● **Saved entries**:
= = = =

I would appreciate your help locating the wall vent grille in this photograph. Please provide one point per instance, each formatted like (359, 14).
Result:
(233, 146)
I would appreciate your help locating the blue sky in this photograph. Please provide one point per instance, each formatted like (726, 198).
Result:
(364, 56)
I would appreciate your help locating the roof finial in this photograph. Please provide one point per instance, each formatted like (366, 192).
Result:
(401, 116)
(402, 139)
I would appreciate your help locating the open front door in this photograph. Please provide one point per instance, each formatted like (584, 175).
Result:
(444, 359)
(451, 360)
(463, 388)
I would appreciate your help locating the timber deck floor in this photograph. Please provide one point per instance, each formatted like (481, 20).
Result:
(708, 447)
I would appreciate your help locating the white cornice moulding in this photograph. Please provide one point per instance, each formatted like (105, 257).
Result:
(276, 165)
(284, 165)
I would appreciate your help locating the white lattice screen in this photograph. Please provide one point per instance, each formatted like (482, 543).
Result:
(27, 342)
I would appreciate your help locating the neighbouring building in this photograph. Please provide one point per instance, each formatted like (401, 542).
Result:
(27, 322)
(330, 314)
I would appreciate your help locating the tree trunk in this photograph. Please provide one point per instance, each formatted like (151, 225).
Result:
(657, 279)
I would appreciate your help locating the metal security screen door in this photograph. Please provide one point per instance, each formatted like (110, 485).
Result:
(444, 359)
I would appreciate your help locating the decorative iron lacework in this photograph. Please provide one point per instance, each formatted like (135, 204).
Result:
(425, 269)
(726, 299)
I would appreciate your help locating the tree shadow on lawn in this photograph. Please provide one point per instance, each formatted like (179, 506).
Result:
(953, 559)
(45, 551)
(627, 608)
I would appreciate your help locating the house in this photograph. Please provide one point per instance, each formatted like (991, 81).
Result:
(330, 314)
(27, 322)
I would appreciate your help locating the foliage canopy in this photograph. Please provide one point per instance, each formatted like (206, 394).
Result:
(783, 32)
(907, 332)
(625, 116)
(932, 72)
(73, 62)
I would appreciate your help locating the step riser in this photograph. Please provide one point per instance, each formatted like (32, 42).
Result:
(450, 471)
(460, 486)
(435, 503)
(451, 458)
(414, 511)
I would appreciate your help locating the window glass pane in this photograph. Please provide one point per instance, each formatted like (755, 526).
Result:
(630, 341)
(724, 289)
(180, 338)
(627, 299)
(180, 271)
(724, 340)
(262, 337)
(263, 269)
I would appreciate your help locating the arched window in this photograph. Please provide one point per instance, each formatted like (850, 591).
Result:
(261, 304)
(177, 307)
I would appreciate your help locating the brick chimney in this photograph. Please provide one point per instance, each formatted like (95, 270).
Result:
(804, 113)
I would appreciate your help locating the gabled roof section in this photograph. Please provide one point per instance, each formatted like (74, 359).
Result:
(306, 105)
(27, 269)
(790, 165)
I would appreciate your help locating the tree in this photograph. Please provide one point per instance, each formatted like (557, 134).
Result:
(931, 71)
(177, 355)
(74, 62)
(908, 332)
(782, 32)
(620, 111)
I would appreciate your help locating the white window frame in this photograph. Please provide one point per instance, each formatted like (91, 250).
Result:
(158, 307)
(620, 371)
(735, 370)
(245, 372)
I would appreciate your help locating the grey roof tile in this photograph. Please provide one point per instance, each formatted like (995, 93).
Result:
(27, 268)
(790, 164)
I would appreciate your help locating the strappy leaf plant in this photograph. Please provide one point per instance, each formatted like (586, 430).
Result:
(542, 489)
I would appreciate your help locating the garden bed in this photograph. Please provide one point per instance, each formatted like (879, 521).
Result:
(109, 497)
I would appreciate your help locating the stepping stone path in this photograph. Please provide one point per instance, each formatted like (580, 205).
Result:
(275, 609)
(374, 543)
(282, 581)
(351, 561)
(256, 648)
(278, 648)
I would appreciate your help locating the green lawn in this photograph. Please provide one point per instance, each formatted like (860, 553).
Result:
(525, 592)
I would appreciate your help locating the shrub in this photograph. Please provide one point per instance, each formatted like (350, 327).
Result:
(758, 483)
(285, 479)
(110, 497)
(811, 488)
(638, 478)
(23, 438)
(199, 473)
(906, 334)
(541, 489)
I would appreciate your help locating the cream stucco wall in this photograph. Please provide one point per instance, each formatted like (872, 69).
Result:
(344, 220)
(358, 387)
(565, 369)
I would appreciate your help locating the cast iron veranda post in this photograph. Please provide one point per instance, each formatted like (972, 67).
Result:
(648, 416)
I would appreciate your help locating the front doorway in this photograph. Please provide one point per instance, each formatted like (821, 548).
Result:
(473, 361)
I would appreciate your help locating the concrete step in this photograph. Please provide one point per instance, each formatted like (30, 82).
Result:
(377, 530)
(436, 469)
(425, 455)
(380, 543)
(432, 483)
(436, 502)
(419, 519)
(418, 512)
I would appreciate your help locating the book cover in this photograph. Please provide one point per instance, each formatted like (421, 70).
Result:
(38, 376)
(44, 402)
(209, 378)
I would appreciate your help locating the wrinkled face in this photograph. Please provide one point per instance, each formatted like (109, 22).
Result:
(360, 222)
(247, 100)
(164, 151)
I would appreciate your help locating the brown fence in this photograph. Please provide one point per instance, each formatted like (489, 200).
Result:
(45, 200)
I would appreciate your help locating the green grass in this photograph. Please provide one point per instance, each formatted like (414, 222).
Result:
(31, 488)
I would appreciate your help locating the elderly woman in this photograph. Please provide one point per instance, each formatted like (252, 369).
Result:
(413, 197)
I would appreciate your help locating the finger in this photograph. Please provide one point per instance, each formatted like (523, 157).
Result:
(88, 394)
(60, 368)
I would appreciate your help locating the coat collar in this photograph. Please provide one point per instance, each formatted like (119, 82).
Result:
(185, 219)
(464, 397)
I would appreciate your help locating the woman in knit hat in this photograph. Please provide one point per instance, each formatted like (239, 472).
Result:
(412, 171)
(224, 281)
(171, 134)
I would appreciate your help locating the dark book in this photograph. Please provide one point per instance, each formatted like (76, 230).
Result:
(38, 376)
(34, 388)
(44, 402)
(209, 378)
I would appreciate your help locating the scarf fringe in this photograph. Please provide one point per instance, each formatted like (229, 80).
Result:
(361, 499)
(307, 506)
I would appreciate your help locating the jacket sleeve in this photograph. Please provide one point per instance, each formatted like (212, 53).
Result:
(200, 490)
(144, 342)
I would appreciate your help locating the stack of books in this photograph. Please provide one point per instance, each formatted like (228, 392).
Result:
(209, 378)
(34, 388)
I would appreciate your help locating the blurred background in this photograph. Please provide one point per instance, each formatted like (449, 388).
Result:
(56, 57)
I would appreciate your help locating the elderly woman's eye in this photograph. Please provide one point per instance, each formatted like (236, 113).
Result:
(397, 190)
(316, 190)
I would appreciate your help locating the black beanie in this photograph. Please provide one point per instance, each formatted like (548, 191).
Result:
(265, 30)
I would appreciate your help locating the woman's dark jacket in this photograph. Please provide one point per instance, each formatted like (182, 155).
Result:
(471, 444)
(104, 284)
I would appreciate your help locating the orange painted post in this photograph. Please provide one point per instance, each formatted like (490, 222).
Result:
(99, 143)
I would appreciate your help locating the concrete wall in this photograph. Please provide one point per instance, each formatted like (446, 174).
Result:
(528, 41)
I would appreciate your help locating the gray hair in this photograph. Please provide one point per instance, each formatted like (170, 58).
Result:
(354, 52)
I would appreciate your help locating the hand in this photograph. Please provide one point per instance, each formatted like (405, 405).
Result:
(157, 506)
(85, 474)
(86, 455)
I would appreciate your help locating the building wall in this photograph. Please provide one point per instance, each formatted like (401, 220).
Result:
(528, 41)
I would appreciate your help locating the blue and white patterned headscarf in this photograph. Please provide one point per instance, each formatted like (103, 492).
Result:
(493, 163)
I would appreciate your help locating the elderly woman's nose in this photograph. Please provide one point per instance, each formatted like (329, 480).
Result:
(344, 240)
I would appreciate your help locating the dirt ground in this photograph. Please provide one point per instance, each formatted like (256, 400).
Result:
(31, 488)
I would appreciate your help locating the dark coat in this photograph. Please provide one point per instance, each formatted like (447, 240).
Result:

= = = =

● **REQUIREMENT**:
Your answer must be an exact transcription of the lines from the one containing "I would appreciate your help locating the gray" through the last line of the records above, and nothing else.

● **OUTPUT FOR THIS TASK**:
I would appreciate your help locating the gray hair in this photograph. Please provide one point per instance, each formatted like (170, 58).
Result:
(354, 52)
I would appreciate your help locating the hand in this photograph. Please provide one point per instance, each formatted like (405, 405).
Result:
(157, 506)
(85, 474)
(86, 455)
I would appreciate your help locating the building wall in this photograph. Please provide one point per instance, each formatted like (401, 220).
Result:
(528, 41)
I would appreciate your help locating the blue and white patterned headscarf in this photograph. Please provide one point per instance, each formatted like (103, 492).
Result:
(493, 163)
I would appreciate your help locating the elderly woman's nose in this photograph. Please provide one point per instance, each formatted like (329, 480).
Result:
(344, 240)
I would appreciate your help locating the dirt ground in this photograph. Please provide one point per instance, each formatted like (256, 400).
Result:
(31, 488)
I would appreciate your help locating the dark coat in this photograph. Please provide one point per instance, each formatted like (447, 240).
Result:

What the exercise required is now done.